APPLY WHAT YOU READ:
1: Do these statements agree with the article on adding new technology to a clinic? (a) A clinic should add each new device as soon as it launches. (b) Training time is among the investments new technology can require. (c) Adding cosmetic surgery to a clinic known for non-invasive therapies may confuse consumers. Answer yes or no for each, and quote the words of the article that decide it.
2: According to the article on adding new technology to a clinic, why shouldn't the decision be taken lightly? Answer in one to three sentences.
3: Can you carry on the article on adding new technology to a clinic from its last sentence?

DOCUMENT SECTION:
New, new, new — that is what consumers are clamouring for. But the decision to add new technology to your clinic should not be taken lightly. It can represent a huge investment with regard to capital equipment, staffing, training time, and marketing budget. And if you have not done your homework before making the purchase and it goes wrong, you risk having unhappy, dissatisfied and angry customers who will post negative reviews about your clinic online, and poison your reputation and image in the community.

The key to successfully branding your clinic is to communicate a consistent message about the products or services you offer in all advertising, promotions, and marketing. For example, if you position your clinic as offering only the best in non-invasive therapies, adding cosmetic surgery to your clinic dilutes its brand and potentially confuses consumers as to what your clinic really stands for. If your customers know your clinic for offering safe and gentle treatments, be wary about adding anything that may be perceived as having a greater risk or increased downtime, unless your customers are asking for more invasive options.

Early adopters

Your clinic does not have to add every new device or product on the market as soon as it launches. Rather, it is wise to properly evaluate every treatment you bring into your clinic carefully, have it done on yourself or staff members, and ask the right questions prior to making a long-term financial commitment.

Prior to investment in new technology or product, you must do some research to learn how this will fit into your existing menu of services. In the first place, determine whether your intention is for it to replace something else or enhance what you already have. Before jumping into bed with a new manufacturer that may be unfamiliar to your clinic, take some time to do you due diligence. Find out what the manufacturer or distributor is willing to do for you in terms of training, marketing support, and direct consumer programmes to drive patients to your clinic.

RECORDS:
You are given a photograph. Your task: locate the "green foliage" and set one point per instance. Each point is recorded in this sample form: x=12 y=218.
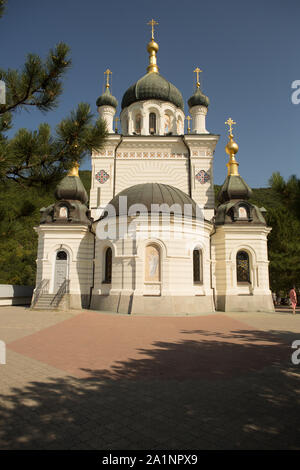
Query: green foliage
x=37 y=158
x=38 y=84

--

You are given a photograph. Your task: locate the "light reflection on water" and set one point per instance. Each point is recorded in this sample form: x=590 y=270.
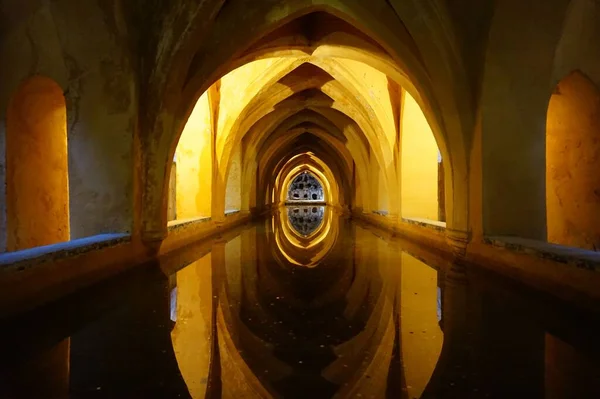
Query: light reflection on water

* * *

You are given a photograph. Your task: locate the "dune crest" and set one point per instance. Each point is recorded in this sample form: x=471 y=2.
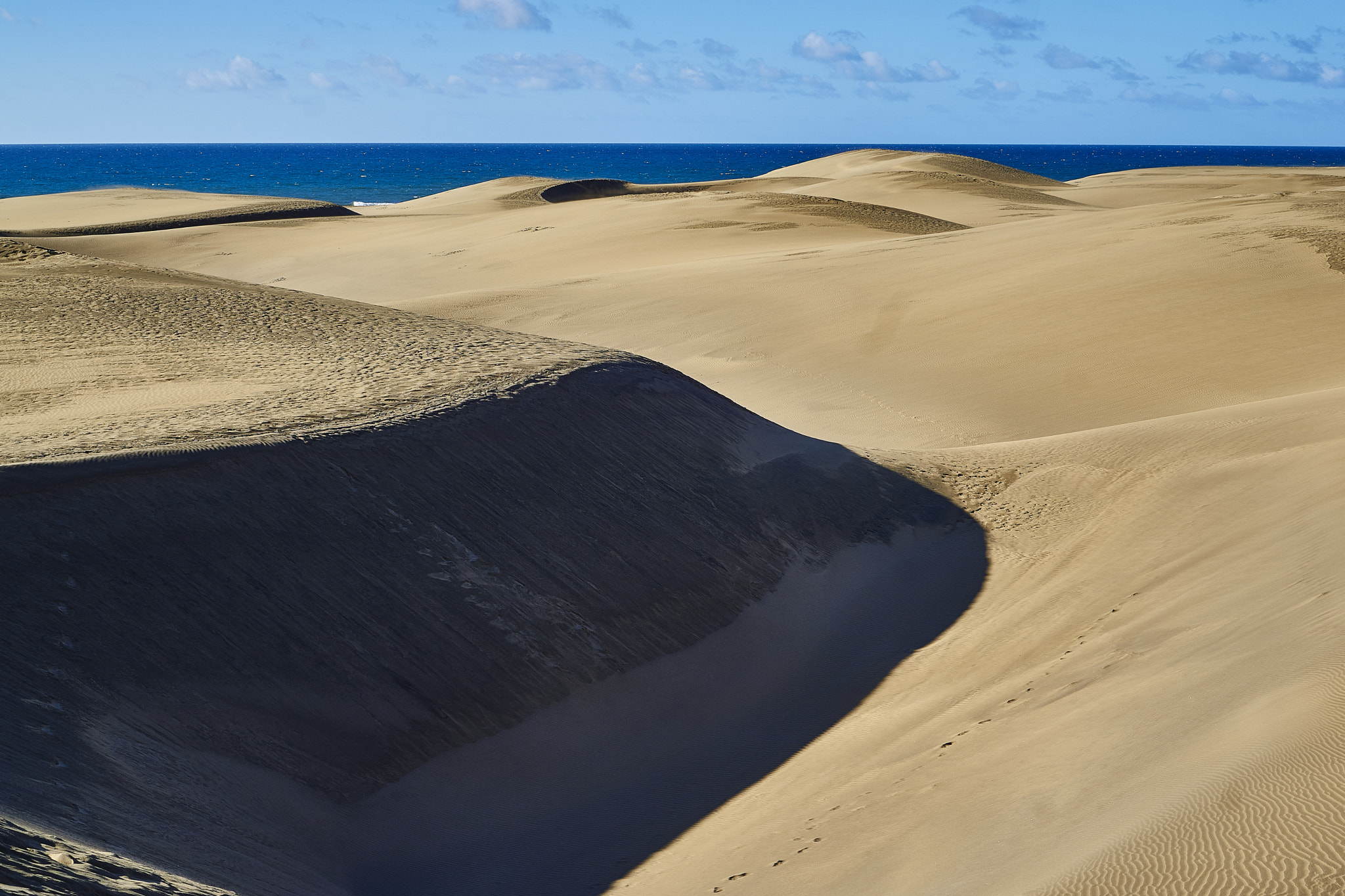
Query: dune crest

ANSWERS:
1:
(a) No: "Your clinic does not have to add every new device or product on the market as soon as it launches."
(b) Yes: "It can represent a huge investment with regard to capital equipment, staffing, training time, and marketing budget."
(c) Yes: "adding cosmetic surgery to your clinic dilutes its brand and potentially confuses consumers as to what your clinic really stands for."

2: New technology can be a huge investment in capital equipment, staffing, training time, and marketing budget. If the purchase goes wrong because the clinic has not done its homework, customers may become unhappy, dissatisfied and angry. They may then post negative online reviews that poison the clinic's reputation and image in the community.

3:
It is perfectly reasonable to ask to speak to existing users of the technology — who are not direct competitors — to find out about important issues such as learning curve, patient acceptance, downtime and discomfort, results and the best applications of the technology. Ask to see a selection of before and after photographs, review the clinical data available, and look for double‑blind studies published in peer‑reviewed journals. This will give you the evidence, or lack thereof, that you need to make an informed decision.

Consider asking your existing patients whether they would be interested in the type of treatments you are looking at. Checking out online forums for consumer reviews and commentary can also shed light on whether the device lives up to the claims made by the manufacturer. If you see numerous posts about the device that include comments such as ‘overpriced’, ‘didn’t work’, or ‘the Emperor’s new clothes’, or ‘the pain was unbearable’, you may think twice about bringing it to your clinic.

It is also important to find out how many of your competitors have the device in question in your geographic region, and what they are charging for treatments. If you are in an area where there is no other clinic within a reasonable driving distance, there may be a big opportunity for you to dominate that market.

On the other hand, if you are in a densely populated area where many clinics within walking distance are already flogging the treatment, you will need to set your expectations accordingly. Furthermore, if many of your competitors offer systems for popular treatments such as skin tightening or non-surgical body shaping, and you do not, you may feel more pressure to add this new technology to remain relevant to your customer base.

Lastly, being impressed with the results a technology can achieve, is not sufficient rationale for adding it to your practice without further investigation. Most devices on the market do, at least to some degree and some of the time. The bigger questions are all about the business model. For example, you need to know whether this really is something patients want. Are they willing to undergo the treatment and pay a reasonable fee for the service? What are your costs to administer the treatment in terms of disposables, time, staffing, and aftercare? Who will be able to carry out the treatment?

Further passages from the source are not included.